SOURCE EXCERPT:
# # # # # # #

But coal is not a perfect
fuel.
Trapped inside coal are
traces of impurities like sulfur and nitrogen. When coal burns, these
impurities are released into the air.
While floating in the air,
these substances can combine with water vapor (for example, in clouds) and
form droplets that fall to earth as weak forms of sulfuric and nitric acid
- scientists call it "acid rain."
There are also tiny specks
of minerals - including common dirt - mixed in coal. These tiny particles
don't burn and make up the ash left behind in a coal combustor. Some of
the tiny particles also get caught up in the swirling combustion gases
and, along with water vapor, form the smoke that comes out of a coal
plant's smokestack. Some of these particles are so small that 30 of them
laid side-by-side would barely equal the width of a human hair!
Also, coal like all fossil
fuels is formed out of carbon. All living things - even people - are made
up of carbon. (Remember - coal started out as living plants.) But when
coal burns, its carbon combines with oxygen in the air and forms carbon
dioxide. Carbon dioxide is a colorless, odorless gas, but in the
atmosphere, it is one of several gases that can trap the earth's heat.
Many scientists believe this is causing the earth's temperature to rise,
and this warming could be altering the earth's climate (read more about
the "greenhouse effect").
Sounds like coal is a dirty
fuel to burn. Many years ago, it was. But things have changed. Especially
in the last 20 years, scientists have developed ways to capture the
pollutants trapped in coal before the impurities can escape into the
atmosphere. Today, we have technology that can filter out 99 percent of
the tiny particles and remove more than 95 percent of the acid rain
pollutants in coal.
We also have new
technologies that cut back on the release of carbon dioxide by burning
coal more efficiently.
Many of these technologies
belong to a family of energy systems called "clean coal
technologies." Since the mid-1980s, the U.S. Government has invested
more than $3 billion in developing and testing these processes in power
plants and factories around the country. Private companies and State
governments have been part of this program. In fact, they have contributed
more than several billion dollars to these projects.

# # # # # # #

PROBLEMS TO WORK ON:
- 1) Could you copy the coal passage word for word from "But coal is" to "into the air."?
- 2) Which lines of the entries contain the string "body"? Copy each such line in full.
The coal passage and the entries after it are unrelated material.

MATERIAL:
# # # # # # #

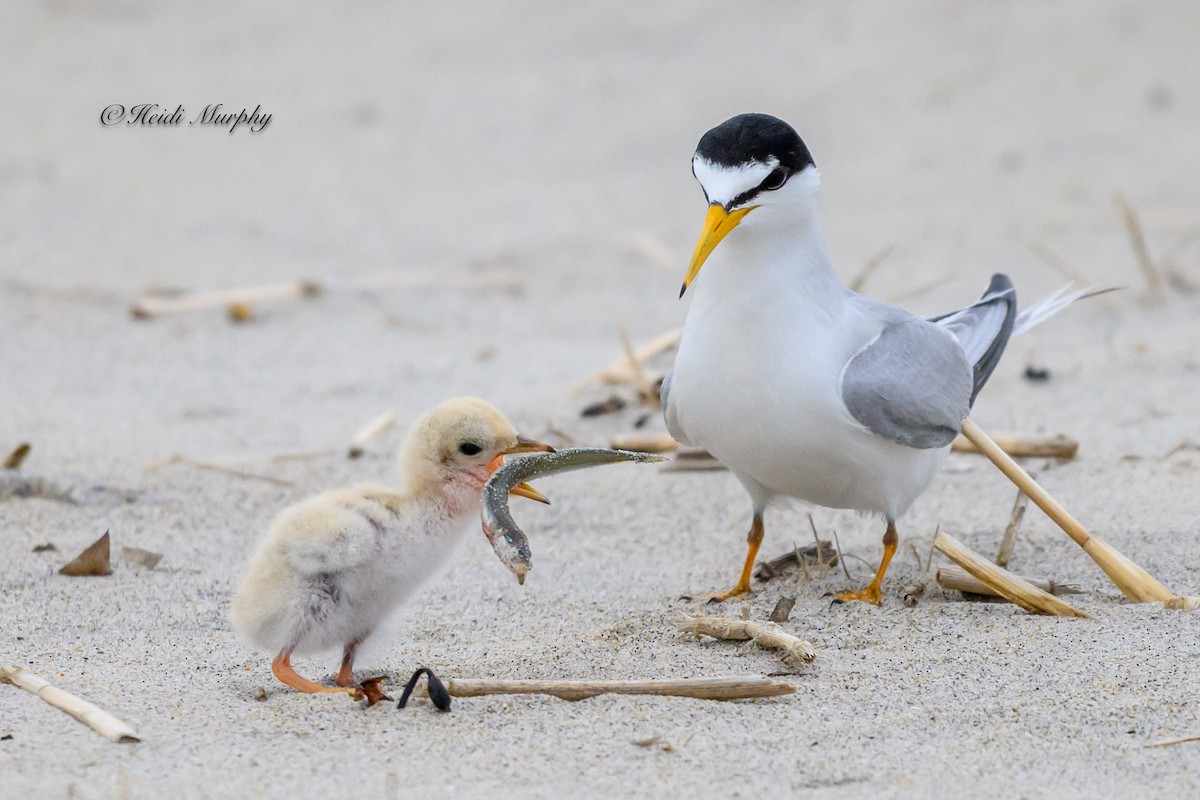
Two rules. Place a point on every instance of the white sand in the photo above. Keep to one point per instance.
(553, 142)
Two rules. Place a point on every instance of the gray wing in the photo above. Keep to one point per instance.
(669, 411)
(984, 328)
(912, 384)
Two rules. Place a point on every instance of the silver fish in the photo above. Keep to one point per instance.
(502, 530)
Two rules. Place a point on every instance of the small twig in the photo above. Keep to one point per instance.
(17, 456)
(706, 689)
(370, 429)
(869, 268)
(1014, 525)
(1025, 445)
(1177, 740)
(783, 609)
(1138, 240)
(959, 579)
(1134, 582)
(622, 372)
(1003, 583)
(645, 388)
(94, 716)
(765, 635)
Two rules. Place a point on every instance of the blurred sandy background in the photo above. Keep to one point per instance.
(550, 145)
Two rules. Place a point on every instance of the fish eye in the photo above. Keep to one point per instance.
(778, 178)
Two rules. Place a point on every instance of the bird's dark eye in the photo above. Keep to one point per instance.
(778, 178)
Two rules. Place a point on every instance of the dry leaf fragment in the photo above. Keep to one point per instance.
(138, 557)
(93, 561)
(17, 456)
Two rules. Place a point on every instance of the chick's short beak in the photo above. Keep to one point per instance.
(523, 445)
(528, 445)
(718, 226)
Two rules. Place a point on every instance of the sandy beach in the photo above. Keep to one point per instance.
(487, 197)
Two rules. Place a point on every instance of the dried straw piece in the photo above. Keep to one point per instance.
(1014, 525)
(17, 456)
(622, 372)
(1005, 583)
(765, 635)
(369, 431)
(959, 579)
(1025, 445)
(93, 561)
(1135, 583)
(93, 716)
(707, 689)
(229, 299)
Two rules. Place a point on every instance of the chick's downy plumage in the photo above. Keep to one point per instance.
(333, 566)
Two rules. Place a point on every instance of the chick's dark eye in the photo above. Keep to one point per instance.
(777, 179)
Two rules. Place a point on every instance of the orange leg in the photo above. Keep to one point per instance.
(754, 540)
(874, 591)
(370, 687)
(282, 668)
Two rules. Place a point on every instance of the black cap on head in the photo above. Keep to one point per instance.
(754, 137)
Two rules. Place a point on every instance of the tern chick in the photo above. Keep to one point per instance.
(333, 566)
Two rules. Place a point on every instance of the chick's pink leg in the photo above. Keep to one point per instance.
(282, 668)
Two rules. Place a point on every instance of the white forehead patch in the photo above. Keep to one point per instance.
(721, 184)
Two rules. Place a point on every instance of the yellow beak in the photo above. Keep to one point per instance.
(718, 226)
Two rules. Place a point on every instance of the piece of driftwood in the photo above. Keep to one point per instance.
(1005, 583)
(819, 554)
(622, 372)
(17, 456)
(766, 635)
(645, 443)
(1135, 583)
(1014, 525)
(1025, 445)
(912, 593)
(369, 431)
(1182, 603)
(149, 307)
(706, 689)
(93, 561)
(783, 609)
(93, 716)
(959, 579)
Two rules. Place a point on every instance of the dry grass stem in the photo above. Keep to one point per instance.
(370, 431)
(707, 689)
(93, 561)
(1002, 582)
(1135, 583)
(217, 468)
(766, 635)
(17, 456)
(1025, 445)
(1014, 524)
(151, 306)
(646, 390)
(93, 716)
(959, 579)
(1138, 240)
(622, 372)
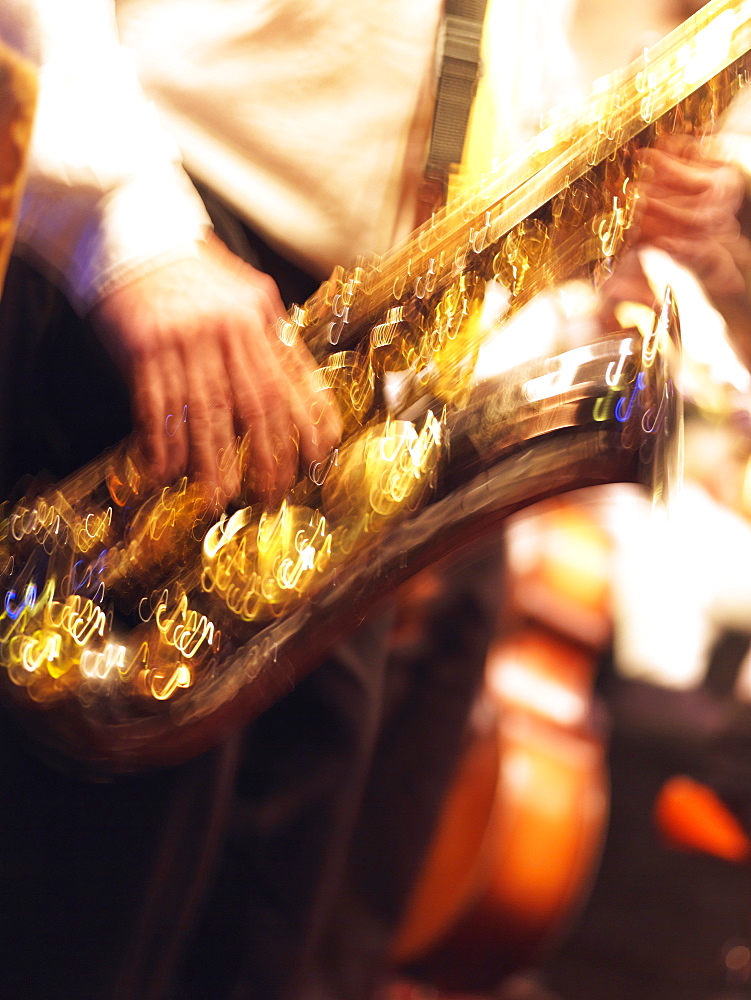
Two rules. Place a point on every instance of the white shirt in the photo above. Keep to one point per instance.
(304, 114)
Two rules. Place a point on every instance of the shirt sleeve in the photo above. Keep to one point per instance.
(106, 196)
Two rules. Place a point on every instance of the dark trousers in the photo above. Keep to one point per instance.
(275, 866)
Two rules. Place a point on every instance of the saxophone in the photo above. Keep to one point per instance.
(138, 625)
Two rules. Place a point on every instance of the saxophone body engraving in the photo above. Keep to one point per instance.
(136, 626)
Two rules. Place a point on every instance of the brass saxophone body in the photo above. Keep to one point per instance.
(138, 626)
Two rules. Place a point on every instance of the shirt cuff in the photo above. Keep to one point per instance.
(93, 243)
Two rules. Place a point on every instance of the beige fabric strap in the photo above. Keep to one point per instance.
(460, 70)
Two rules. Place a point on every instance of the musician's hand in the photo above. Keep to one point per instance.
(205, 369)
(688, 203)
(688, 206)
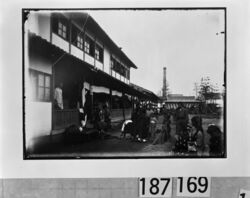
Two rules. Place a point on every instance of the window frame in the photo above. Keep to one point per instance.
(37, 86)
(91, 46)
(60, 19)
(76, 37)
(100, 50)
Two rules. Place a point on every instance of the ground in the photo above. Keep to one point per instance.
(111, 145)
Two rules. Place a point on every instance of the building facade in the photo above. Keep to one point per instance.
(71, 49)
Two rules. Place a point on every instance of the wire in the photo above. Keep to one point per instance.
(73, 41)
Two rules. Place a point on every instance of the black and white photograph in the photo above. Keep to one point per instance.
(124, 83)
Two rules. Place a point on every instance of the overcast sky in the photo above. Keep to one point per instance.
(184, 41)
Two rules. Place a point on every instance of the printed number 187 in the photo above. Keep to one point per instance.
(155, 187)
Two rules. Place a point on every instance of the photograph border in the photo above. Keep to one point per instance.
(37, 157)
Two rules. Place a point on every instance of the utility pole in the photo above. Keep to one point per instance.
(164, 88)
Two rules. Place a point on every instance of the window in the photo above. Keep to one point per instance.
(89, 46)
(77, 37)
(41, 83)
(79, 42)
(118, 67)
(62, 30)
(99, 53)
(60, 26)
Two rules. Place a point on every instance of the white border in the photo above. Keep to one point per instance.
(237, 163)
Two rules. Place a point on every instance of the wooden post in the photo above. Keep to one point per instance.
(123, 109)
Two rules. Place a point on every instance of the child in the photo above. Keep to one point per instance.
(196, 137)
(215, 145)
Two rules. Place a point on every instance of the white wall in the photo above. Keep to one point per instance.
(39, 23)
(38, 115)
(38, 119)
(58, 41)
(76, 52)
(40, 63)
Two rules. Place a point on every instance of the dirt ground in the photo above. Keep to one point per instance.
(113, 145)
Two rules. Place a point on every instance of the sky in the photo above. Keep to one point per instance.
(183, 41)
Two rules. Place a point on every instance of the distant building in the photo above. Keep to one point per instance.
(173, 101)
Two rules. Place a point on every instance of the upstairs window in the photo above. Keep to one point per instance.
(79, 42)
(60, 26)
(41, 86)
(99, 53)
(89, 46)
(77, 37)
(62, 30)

# # # # # # #

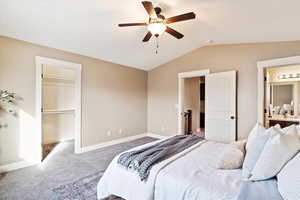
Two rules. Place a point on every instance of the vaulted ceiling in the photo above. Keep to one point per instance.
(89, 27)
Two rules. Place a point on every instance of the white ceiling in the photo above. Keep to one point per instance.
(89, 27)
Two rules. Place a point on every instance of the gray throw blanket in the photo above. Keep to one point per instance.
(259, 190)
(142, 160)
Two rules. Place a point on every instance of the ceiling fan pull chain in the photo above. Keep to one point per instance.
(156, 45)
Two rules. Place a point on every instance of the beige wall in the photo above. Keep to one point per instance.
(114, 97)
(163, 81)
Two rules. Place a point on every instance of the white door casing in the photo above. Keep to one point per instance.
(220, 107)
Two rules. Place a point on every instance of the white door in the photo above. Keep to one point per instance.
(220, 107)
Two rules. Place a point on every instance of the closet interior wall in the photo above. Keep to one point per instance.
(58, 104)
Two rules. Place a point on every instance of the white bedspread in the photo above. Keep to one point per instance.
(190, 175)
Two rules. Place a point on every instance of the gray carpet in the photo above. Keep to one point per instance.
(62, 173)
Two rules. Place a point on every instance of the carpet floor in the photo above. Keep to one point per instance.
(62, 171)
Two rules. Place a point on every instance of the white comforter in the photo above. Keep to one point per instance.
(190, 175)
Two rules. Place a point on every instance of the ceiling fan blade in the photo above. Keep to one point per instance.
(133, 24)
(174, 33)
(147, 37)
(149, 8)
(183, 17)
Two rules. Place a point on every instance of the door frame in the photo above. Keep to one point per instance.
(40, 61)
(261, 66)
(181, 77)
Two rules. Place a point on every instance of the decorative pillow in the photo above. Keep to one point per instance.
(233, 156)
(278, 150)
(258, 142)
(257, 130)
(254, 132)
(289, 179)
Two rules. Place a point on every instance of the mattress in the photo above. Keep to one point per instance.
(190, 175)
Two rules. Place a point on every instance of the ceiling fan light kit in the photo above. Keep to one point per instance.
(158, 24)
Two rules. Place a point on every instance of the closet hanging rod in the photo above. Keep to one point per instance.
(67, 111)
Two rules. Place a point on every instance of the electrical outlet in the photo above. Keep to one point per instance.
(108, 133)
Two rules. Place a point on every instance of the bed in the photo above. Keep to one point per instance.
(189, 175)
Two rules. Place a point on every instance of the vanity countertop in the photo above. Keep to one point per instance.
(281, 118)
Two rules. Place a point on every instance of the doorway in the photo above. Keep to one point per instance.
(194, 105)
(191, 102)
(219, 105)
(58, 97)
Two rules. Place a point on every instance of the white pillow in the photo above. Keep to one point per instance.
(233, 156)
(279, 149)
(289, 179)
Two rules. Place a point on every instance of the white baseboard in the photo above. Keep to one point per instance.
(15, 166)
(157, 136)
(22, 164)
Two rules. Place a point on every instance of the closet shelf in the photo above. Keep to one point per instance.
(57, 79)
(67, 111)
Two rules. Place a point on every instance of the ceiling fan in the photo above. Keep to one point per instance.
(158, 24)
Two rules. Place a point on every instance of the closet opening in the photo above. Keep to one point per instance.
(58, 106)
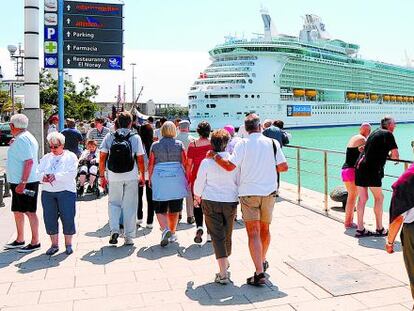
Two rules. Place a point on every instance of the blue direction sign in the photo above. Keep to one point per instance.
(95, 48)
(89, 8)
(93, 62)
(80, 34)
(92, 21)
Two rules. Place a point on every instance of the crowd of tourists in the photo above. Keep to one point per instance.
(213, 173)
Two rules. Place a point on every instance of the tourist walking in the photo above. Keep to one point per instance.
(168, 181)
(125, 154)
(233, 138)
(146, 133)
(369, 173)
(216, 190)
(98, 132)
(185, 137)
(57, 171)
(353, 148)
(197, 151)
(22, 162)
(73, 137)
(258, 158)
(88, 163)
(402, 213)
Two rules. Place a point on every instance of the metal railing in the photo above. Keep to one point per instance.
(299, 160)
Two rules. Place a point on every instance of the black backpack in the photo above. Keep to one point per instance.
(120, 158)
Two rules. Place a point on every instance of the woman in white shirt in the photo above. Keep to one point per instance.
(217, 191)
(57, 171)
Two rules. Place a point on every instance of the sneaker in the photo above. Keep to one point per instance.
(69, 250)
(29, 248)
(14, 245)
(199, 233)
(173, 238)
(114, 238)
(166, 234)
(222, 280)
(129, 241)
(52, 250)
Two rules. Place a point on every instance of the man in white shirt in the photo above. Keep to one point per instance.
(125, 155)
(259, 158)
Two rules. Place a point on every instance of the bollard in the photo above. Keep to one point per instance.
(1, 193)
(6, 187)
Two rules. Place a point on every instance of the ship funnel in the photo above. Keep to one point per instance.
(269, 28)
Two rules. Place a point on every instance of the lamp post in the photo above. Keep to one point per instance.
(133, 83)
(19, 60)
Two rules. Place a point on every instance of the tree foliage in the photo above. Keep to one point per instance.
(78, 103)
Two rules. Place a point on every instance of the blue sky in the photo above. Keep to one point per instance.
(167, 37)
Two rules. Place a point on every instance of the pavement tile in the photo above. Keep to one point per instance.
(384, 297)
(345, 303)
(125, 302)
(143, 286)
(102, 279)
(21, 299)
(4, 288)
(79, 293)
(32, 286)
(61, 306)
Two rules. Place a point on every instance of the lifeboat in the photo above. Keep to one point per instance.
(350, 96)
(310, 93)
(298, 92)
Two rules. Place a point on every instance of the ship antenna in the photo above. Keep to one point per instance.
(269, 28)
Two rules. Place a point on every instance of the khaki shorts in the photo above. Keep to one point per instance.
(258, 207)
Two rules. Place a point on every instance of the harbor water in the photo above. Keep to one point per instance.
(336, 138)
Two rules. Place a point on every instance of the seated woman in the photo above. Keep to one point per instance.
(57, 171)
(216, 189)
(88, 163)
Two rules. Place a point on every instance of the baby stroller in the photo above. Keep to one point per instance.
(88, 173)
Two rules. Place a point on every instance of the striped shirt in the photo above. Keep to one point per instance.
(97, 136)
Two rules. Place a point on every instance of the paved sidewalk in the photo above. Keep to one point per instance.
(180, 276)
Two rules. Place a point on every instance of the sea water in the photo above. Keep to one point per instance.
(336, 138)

# # # # # # #

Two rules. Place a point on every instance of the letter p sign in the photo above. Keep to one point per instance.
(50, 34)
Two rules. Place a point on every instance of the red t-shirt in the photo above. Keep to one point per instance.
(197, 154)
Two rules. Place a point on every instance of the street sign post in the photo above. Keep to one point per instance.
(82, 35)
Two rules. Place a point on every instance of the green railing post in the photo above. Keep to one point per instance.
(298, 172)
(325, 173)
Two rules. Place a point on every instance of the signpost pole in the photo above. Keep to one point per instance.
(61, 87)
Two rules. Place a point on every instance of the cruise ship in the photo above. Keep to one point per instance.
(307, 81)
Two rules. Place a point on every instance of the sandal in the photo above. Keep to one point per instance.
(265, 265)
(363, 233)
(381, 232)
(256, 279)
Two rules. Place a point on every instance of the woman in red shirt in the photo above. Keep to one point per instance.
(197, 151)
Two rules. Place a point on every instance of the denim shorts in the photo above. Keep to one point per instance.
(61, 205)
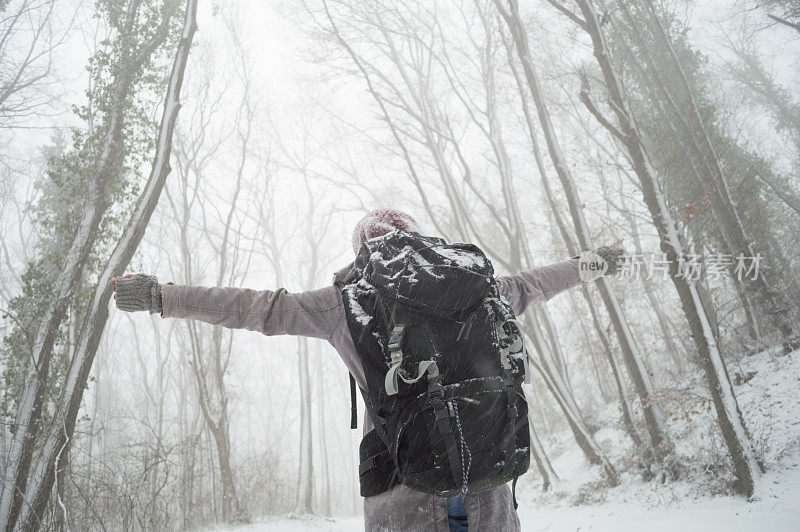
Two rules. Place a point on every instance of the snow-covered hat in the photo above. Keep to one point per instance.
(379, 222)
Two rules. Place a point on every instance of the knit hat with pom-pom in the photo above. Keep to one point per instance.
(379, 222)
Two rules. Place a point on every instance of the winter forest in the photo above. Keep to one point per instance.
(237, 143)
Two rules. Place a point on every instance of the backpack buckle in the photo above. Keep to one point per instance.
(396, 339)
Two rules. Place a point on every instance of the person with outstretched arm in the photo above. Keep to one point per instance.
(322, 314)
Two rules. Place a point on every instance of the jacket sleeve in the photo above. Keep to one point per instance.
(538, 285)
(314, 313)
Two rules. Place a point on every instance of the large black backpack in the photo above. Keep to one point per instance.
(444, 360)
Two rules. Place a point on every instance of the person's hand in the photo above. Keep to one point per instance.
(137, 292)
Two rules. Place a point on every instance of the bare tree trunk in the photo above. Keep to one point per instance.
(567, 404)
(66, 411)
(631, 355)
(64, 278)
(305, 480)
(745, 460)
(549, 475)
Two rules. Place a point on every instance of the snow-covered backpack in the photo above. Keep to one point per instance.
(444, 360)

# # # # # # #

ANSWERS:
- 1)
But coal is not a perfect
fuel.
Trapped inside coal are
traces of impurities like sulfur and nitrogen. When coal burns, these
impurities are released into the air.

- 2)
Two rules. Place a point on every instance of the saxophone body engraving in the photo above. Keep to one point per instance.
Two rules. Place a point on every instance of the brass saxophone body in the photo above. Keep to one point per instance.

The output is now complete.